The records below must be written out exactly, with every picture left behind.

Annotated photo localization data
============
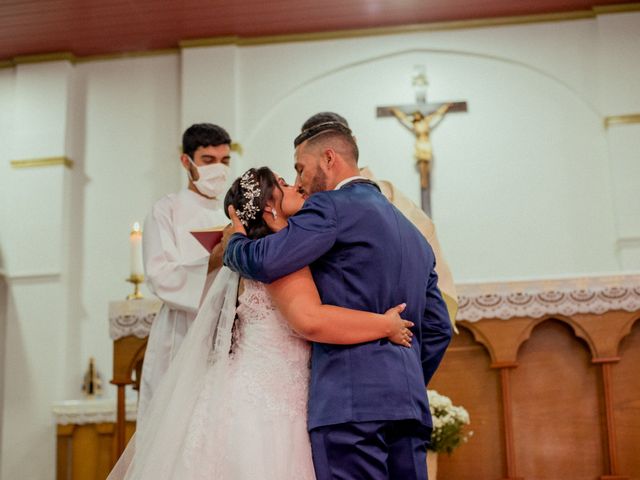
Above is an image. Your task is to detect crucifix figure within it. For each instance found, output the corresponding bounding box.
[377,67,467,216]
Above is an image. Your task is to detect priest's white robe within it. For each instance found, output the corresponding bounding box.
[138,188,228,422]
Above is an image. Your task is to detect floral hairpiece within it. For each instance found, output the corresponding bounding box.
[235,170,261,227]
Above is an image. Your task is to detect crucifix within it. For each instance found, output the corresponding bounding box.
[377,66,468,216]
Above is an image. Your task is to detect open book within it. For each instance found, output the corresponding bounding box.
[190,226,226,253]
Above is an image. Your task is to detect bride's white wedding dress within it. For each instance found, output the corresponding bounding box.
[108,268,315,479]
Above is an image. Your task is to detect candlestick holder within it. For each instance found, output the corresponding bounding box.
[126,274,144,300]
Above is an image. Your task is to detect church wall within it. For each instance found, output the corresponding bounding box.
[596,12,640,270]
[75,54,181,381]
[0,69,14,277]
[0,61,75,479]
[232,17,631,283]
[0,68,13,479]
[0,11,638,479]
[0,56,180,479]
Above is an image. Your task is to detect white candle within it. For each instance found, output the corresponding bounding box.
[129,222,144,277]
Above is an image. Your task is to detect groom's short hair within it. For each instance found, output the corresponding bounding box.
[301,112,349,131]
[295,112,358,163]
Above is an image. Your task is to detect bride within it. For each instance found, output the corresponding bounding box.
[108,167,414,479]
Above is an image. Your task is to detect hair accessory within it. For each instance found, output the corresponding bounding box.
[236,170,261,227]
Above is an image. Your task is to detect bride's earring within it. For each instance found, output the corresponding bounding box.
[272,210,278,220]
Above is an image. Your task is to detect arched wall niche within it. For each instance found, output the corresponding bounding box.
[237,47,617,282]
[429,324,504,480]
[512,319,603,479]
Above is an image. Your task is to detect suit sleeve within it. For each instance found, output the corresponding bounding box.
[421,262,453,385]
[223,193,338,283]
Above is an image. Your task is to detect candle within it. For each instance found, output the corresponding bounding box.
[129,222,144,277]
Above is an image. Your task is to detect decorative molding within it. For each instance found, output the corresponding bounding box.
[0,270,61,281]
[180,10,597,49]
[76,48,179,64]
[593,2,640,14]
[616,236,640,249]
[52,398,137,425]
[10,156,73,169]
[109,299,162,340]
[604,114,640,128]
[230,142,243,155]
[457,274,640,322]
[12,52,76,65]
[179,36,239,48]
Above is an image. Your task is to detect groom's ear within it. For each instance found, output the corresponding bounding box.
[324,147,337,168]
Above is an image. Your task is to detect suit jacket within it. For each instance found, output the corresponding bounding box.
[224,180,452,430]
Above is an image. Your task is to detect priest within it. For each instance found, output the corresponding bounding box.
[138,123,232,423]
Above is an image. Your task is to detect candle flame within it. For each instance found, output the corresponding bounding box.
[131,222,141,234]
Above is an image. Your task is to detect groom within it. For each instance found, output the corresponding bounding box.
[224,119,452,479]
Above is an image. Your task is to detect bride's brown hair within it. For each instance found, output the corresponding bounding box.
[224,167,283,239]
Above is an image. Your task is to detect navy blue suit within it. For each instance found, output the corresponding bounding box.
[224,180,452,479]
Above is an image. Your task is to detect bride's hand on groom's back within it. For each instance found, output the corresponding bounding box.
[384,303,414,348]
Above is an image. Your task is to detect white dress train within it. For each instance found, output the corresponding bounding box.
[108,268,315,480]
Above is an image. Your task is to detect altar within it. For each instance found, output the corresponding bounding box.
[53,398,137,480]
[98,274,640,480]
[53,299,161,480]
[429,274,640,480]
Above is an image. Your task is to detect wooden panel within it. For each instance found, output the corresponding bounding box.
[0,0,638,59]
[57,421,135,480]
[511,319,604,479]
[613,318,640,479]
[429,326,505,479]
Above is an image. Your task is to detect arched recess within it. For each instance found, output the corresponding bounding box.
[515,314,599,361]
[243,46,602,147]
[429,325,504,480]
[511,318,604,479]
[611,315,640,477]
[238,45,617,279]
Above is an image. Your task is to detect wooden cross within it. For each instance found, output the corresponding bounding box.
[377,70,467,216]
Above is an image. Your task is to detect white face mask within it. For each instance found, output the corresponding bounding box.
[187,156,230,199]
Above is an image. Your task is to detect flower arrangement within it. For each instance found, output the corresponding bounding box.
[427,389,473,454]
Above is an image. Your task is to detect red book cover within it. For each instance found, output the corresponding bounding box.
[190,226,225,253]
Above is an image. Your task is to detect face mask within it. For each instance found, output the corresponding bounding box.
[187,156,230,199]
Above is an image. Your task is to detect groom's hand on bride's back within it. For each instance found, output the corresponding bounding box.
[384,303,414,348]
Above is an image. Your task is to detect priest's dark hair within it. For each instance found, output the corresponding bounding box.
[224,167,283,239]
[182,123,231,158]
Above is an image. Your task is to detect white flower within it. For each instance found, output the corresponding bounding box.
[426,389,472,454]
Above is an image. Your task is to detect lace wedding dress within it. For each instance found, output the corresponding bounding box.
[108,269,315,480]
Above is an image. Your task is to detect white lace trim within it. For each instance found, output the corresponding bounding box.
[109,299,162,339]
[52,398,137,425]
[457,273,640,322]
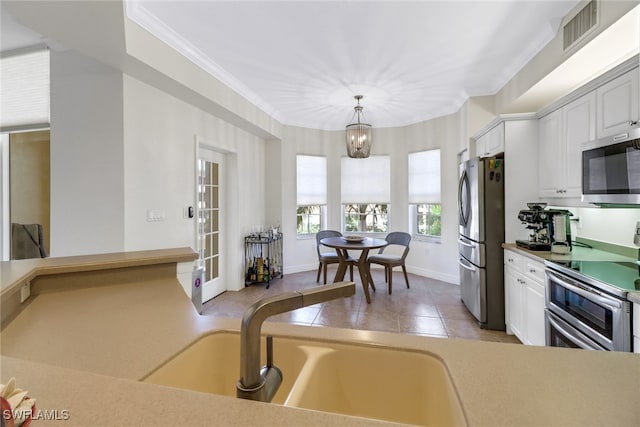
============
→ **SOLUTION FOR THIS EXERCISE**:
Above is an image. Your task is to detect crucifix figure within it. For each instance found, output the corresponding bounding box.
[377,67,467,216]
Above is an image. Your task is to detect priest's white robe within it. For each instance found, output the corresponding bounding box.
[138,188,228,422]
Above is an image. Your task is to detect floral hairpiece within it. For each instance found, output the corresponding bounding box.
[235,170,261,227]
Above is an image. Your task is to detect crucifix within it. For each instance found, output the corresponding bounding box.
[377,66,468,216]
Above is an image. Your task is to detect open book within it. For each instance found, output the corresponding bounding box.
[190,226,226,253]
Above is an image. Your task is to detect bride's white wedding dress within it. For each instance found, output the corresponding bounding box.
[108,268,315,479]
Above is an image. Your task is to detect candlestick holder within it. For each instance found, output the corresponding bounding box.
[126,274,144,300]
Above is an image. Your task is to detect church wall within it. For each instance found, output the corresponding bounding box.
[596,12,640,270]
[75,54,181,381]
[0,69,14,277]
[0,61,75,479]
[232,17,631,283]
[0,68,13,479]
[0,11,638,479]
[0,56,180,479]
Above is an image. Your task is to detect white candle within it. For each instance found, output the corresponding bounding box.
[129,222,144,277]
Above is an image. Your task is to detect groom's short hair within it. For each instance found, output the corresponding bounding box.
[301,112,349,131]
[295,112,358,163]
Above is an image. Your task is to detect bride within it. For each instance found, output the corresponding bounding box.
[108,167,414,479]
Above is an image. Your task is to detect hair accessory within it. For each instance found, output the corresponding bounding box.
[236,170,261,227]
Above is an image. Your task is to detect bride's earring within it. For each instance found, output the corresponding bounding box.
[272,210,278,220]
Above is an image. Your task is to detect arched wall niche within it. For each instance found, output the corresponding bounding box.
[237,47,617,282]
[429,324,504,480]
[512,319,603,479]
Above is an image. Your task is to detect suit sleeve within it. For each instance found, output the corresponding bounding box.
[421,262,453,385]
[223,193,338,283]
Above is an image. Your task is to detect candle within it. For each instance found, output the corresponding bounding box.
[129,222,144,277]
Above is an image. Your task is to detect decorative molding within it. For each instance found, output the corresponding bounding box.
[0,270,61,281]
[180,10,597,49]
[76,48,179,64]
[593,2,640,14]
[616,236,640,249]
[52,398,137,425]
[10,156,73,169]
[109,299,162,340]
[604,114,640,128]
[230,142,243,155]
[457,274,640,322]
[12,52,76,65]
[179,36,239,48]
Above is an image. Your task is to detect groom's ear within it. For each instance found, output the corresponding bounding box.
[324,147,337,168]
Above is an image. Your task is to detect suit jacket within it. For each instance found, output the corresponding bounding box.
[224,180,452,430]
Above is an image. Your task is to detect priest within it. For each instance found, output the corresponding bounding box.
[138,123,232,423]
Above is an image. Your task is to detect candle flame within it. For each instance found, output the corresponding bounding box.
[131,222,141,234]
Above is an image. Your task is to detect groom within it. For each instance found, output the corresponding bounding box.
[224,119,452,479]
Above is an image. Your task is to detect bride's brown hair within it. For each instance found, output the corresponding bounding box.
[224,167,283,239]
Above is an image. Your task is to detect navy blue suit within it. For each instance found, output the corresponding bounding box.
[224,180,452,479]
Above is an image. Your task is to detect bride's hand on groom's back within it. For each instance found, output the corresponding bounding box.
[384,303,414,348]
Above is an image. Your task is to detect white dress train within it. For each instance found, output the corresponding bounding box.
[108,268,315,480]
Above is an image. Your task is to detect altar within it. For each instance found, output the corresponding bounding box.
[53,398,137,480]
[98,274,640,480]
[53,299,161,480]
[429,274,640,480]
Above is an image. Your task is to detect wooden panel within it. For each instance found, output the corresponding bounding box.
[0,0,638,59]
[57,421,135,480]
[511,319,604,479]
[613,318,640,479]
[429,326,505,479]
Above is an image. Your task is to detect arched recess within it. For each instance found, output the corresponding bounding box.
[515,314,599,361]
[243,46,602,147]
[429,325,504,480]
[511,318,604,479]
[611,315,640,477]
[238,45,617,279]
Above is an image. Your task is to detect wooden cross within it. For each instance found, output the corresponding bounding box.
[377,70,467,216]
Above is an image. Your task is to detect white face mask within it. For each instance found, output the corresponding bounding box.
[187,156,230,199]
Above is an image. Your task is to detect flower arrangement within it. For each instance found, output the corresponding bounding box.
[427,389,473,454]
Above is an image. Your task is to detect red book cover within it. For each instance found, output the corresponding bounding box.
[190,226,225,253]
Above is an image. Your task is to detect face mask within it. For each instance found, output the corresponding bounding box.
[187,156,230,199]
Above is an image. Your task is to detect groom's hand on bride's back within it. For each instance found, output the corresponding bounding box.
[384,303,414,348]
Above is an image. Your task is to detect priest's dark hair within it. For each instance found, output the corresponding bounding box.
[224,167,283,239]
[182,123,231,158]
Above is an image. Your task is to detect white flower within it. For each instance found, output the corresponding bounding box.
[426,389,472,454]
Above is an image. Your task is to detect lace wedding dress within it. For each instance found, output the corresponding bounding box.
[108,269,315,480]
Above is an image. Your task is to detect white lace trim within it. For each instance found, output the corresponding bounding box.
[109,299,162,339]
[52,398,137,425]
[457,273,640,322]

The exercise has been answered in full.